Task description:
Reproduce all of the data word for word.

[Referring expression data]
▼

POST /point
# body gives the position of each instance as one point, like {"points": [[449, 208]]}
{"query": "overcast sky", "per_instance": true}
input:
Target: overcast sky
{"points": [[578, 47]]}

▲

Final answer:
POST /point
# body gives the position of each instance as one point, like {"points": [[449, 208]]}
{"query": "overcast sky", "per_instance": true}
input:
Target: overcast sky
{"points": [[578, 47]]}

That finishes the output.